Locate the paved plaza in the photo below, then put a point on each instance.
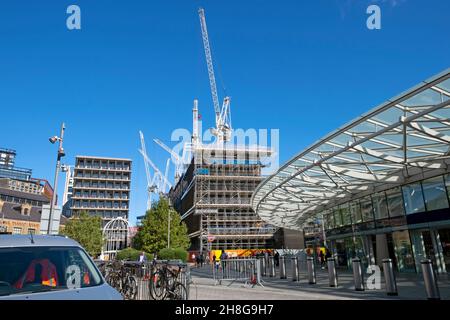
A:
(410, 287)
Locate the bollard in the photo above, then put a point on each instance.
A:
(295, 274)
(430, 280)
(389, 277)
(271, 266)
(282, 267)
(332, 275)
(263, 266)
(357, 274)
(311, 270)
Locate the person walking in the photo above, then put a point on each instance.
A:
(193, 257)
(276, 257)
(223, 257)
(142, 257)
(202, 260)
(322, 259)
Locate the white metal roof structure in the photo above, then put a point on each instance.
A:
(403, 139)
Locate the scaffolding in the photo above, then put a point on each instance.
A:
(213, 197)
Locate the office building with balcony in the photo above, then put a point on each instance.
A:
(101, 187)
........
Task description:
Could the lines above be copied out exactly, with no image carried over?

Written response:
Locate the paved plaza in the photo below, then put a point on each instance.
A:
(410, 287)
Locate the bollard in the photo above, then put a point on each instance.
A:
(295, 274)
(430, 280)
(389, 277)
(271, 266)
(282, 267)
(332, 275)
(263, 266)
(357, 274)
(311, 270)
Locate the person walking in the photo above, then put a point on each instance.
A:
(193, 257)
(276, 257)
(223, 257)
(142, 257)
(202, 260)
(322, 259)
Locate the white metal roof structure in the photo above, then put a point on each instance.
A:
(403, 139)
Locate the scaffolding in the photo above, then put a point on each instance.
A:
(213, 197)
Locate the office building with balcony in the photo above, then put a point on each instance.
A:
(101, 187)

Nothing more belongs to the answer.